#### Given instruction
Could you recast the items below as a numbered list, leaving out any blank lines?

Start of Supplied records

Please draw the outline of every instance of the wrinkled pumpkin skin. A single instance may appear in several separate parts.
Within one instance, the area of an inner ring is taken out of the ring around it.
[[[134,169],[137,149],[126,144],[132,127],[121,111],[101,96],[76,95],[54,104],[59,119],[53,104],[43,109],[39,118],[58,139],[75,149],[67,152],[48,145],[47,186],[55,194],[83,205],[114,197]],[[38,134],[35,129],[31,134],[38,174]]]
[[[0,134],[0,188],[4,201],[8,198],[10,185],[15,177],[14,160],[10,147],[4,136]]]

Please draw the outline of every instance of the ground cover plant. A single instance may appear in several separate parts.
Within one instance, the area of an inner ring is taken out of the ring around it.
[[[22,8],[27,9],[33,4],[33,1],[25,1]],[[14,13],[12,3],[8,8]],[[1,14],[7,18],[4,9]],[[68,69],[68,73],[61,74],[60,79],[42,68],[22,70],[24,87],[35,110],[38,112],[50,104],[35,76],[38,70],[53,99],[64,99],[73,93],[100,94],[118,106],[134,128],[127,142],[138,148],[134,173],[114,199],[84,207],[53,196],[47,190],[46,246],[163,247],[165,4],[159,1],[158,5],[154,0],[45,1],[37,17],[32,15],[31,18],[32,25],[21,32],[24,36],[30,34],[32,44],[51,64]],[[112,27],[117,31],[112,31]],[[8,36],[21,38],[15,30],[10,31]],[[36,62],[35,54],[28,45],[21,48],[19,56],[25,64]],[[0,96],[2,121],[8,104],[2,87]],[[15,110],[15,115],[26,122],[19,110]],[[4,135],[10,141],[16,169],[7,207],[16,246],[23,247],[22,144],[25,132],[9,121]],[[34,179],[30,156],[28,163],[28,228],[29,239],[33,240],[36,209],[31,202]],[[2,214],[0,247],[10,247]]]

End of Supplied records

#### Solution
1. Please draw the outline of every instance of the wrinkled pumpkin skin. A single instance may appear in several separate parts.
2. Within one instance, the area of an inner ring is taken out of the ring around it.
3. [[[134,169],[137,149],[126,144],[132,127],[121,111],[101,96],[76,95],[54,104],[59,119],[53,104],[43,109],[39,118],[58,139],[75,149],[67,152],[48,145],[47,186],[55,194],[83,205],[114,197]],[[38,134],[35,129],[31,134],[38,174]]]
4. [[[0,134],[0,188],[4,201],[8,198],[10,185],[15,177],[14,160],[10,147],[4,136]]]
5. Please draw the outline of every instance of the ground cover plant. A single instance may appear in several separate parts.
6. Within one instance, the area of an inner ring is taken out of the ring around it.
7. [[[22,8],[27,9],[33,4],[33,1],[25,1]],[[14,13],[12,3],[8,8]],[[1,14],[7,18],[4,9]],[[68,69],[68,73],[61,74],[60,79],[42,68],[22,70],[24,87],[35,110],[38,112],[50,104],[35,76],[38,70],[53,99],[64,99],[73,93],[100,94],[118,106],[134,128],[127,142],[138,148],[134,173],[114,199],[84,207],[53,196],[47,190],[46,246],[163,247],[165,4],[159,1],[158,5],[154,0],[45,1],[37,17],[32,15],[31,18],[32,25],[21,32],[24,36],[30,34],[32,44],[51,64]],[[112,27],[117,31],[112,31]],[[8,36],[21,38],[15,30],[10,31]],[[36,62],[35,54],[28,45],[21,48],[19,56],[25,64]],[[0,96],[2,121],[8,104],[2,87]],[[15,110],[15,115],[26,122],[19,110]],[[4,135],[10,141],[16,169],[7,207],[16,246],[23,247],[22,144],[25,132],[9,121]],[[34,179],[30,156],[28,163],[28,228],[29,239],[33,240],[36,209],[31,202]],[[2,214],[0,247],[10,247]]]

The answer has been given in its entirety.